» Texto selecionado

/---

Esta não é, no entanto, uma preocupação imediata, dado que os resultados da equipa de investigação chinesa, publicados esta terça-feira na revista PLOS Pathogens, mostram que não há risco iminente de disseminação destes vírus – ou dos outros vírus, bactérias e parasitas encontrados.
O aspecto mais relevante está nos rins dos morcegos. Estes mamíferos voadores são reservatórios naturais para imensos microorganismos, incluindo alguns problemáticos para os humanos – por exemplo, os vírus do Ébola ou Nipah. Ao dissecarem 142 morcegos de dez espécies distintas, recolhidos ao longo de quatro anos na província de Yunnan, os investigadores do Instituto de Controlo e Prevenção de Doenças Endémicas (em Yunnan, China) identificaram 22 vírus, entre os quais 20 nunca descritos anteriormente. Descobriu-se ainda um novo parasita – nomeado Klosiella yunnanensis – e duas espécies de bactérias muito abundantes, entre as quais uma novidade absoluta – a Flavobacterium yunnanensis.
A explicação para estas novidades, dado que os morcegos têm sido amplamente estudados, está precisamente nos rins. “A descoberta é relevante por apontar os rins — e potencialmente a urina dos morcegos — como uma via de transmissão de vírus com potencial zoonótico”, nota Nuno Taveira. A investigação virológica tem-se focado sobretudo no estudo de fezes, sendo que este trabalho – que corrobora outro publicado em 2023 na revista Nature Communications – abre a porta ao estudo dos órgãos e da urina como “casa” para vírus e outros microorganismos que podem saltar para os humanos.
Nuno Taveira avisa que a “baixa similaridade genética” observada em algumas proteínas torna “improvável” que estes novos vírus consigam dar o salto para infectar humanos. “No entanto, não foram realizados testes para verificar se as glicoproteínas de superfície (G) desses novos henipavírus conseguem ligar-se aos receptores celulares humanos — nomeadamente a efrina-B2 e efrina-B3, que são essenciais para a entrada dos vírus Nipah e Hendra em células humanas”, diz o investigador português, sublinhando que isto reforça a conclusão de que estes vírus não são um risco iminente para a população.
Atenção às zoonoses
Os candidatos às próximas pandemias somam-se enquanto a investigação científica continua a desvendar os mecanismos de transmissão, a evolução de alguns dos principais candidatos e a procura de métodos para contrariar futuros problemas de saúde pública. As zoonoses são a aposta mais segura da maioria dos cientistas. Ou seja, um “salto” de um vírus ou bactéria de animais para humanos, como aconteceu com o Ébola, a mpox ou o vírus de Marburgo.
A gripe das aves (do subtipo H5N1) surge como o cenário mais provável para uma futura pandemia em virtude da sua disseminação nos últimos dois anos, inclusive com casos em humanos. Falta-lhe ainda o “salto final”, isto é a capacidade de se transmitir de humano para humano – ainda por concretizar.
“Embora os resultados não indiquem um risco iminente, reforçam a importância da vigilância virológica em reservatórios animais, sobretudo em regiões com elevada diversidade viral, como o Sudeste asiático”, realça Nuno Taveira.
Um relatório do ano passado conduzido pelo Conselho de Monitorização da Preparação Global, grupo criado em 2018 pela Organização Mundial da Saúde e pelo Banco Mundial para avaliar a capacidade de preparação do planeta face a ameaças globais, identificou três factores cruciais na resposta a uma futura emergência de saúde pública global: a desconfiança entre países, que pode contribuir para ocultar informação; a desigualdade social, que garante menos vigilância e tratamentos nas regiões mais pobres; e a agricultura intensiva, responsável pelo aumento do gado vivo comercializado em todo mundo e que, sem os devidos cuidados, serve de transporte para as doenças zoonóticas.

\---

» Complete o seguinte
- A) Segundo o texto sobre morcegos, quantos morcegos foram dissecados pelos investigadores?
- B) Devolva o trecho do texto sobre morcegos desde "A gripe das" até "ainda por concretizar.", inclusive.
- C) De acordo com o texto sobre morcegos, porque foi possível encontrar tantas novidades, apesar de os morcegos terem sido amplamente estudados?
Os registos abaixo provêm de uma fonte diferente.

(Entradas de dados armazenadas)
/---

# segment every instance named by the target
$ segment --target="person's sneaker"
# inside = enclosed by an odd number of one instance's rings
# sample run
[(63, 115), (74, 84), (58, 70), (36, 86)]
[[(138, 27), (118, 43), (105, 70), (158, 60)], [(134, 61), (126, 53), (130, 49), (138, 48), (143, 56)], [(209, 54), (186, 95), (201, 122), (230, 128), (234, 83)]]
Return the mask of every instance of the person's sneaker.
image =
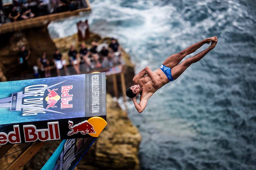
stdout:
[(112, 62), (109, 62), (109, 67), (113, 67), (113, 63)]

\---
/---

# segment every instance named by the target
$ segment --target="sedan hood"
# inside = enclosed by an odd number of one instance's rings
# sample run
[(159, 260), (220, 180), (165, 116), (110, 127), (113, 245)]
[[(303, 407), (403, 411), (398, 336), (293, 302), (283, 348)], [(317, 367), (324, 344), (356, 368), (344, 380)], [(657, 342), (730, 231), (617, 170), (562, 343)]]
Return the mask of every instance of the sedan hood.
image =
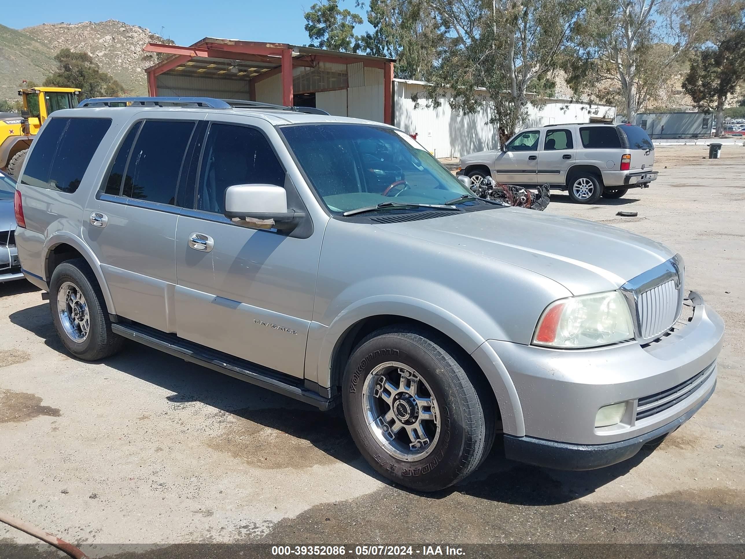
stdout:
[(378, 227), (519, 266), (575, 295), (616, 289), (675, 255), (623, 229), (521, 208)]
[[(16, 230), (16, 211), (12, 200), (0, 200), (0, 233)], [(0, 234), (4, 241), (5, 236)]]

\---

» Respostas por tarefa
- A) Foram dissecados 142 morcegos, de dez espécies distintas.

- B)
A gripe das aves (do subtipo H5N1) surge como o cenário mais provável para uma futura pandemia em virtude da sua disseminação nos últimos dois anos, inclusive com casos em humanos. Falta-lhe ainda o “salto final”, isto é a capacidade de se transmitir de humano para humano – ainda por concretizar.

- C) A explicação está nos rins dos morcegos. A investigação virológica tem-se focado sobretudo no estudo de fezes, ao passo que este trabalho examinou os rins.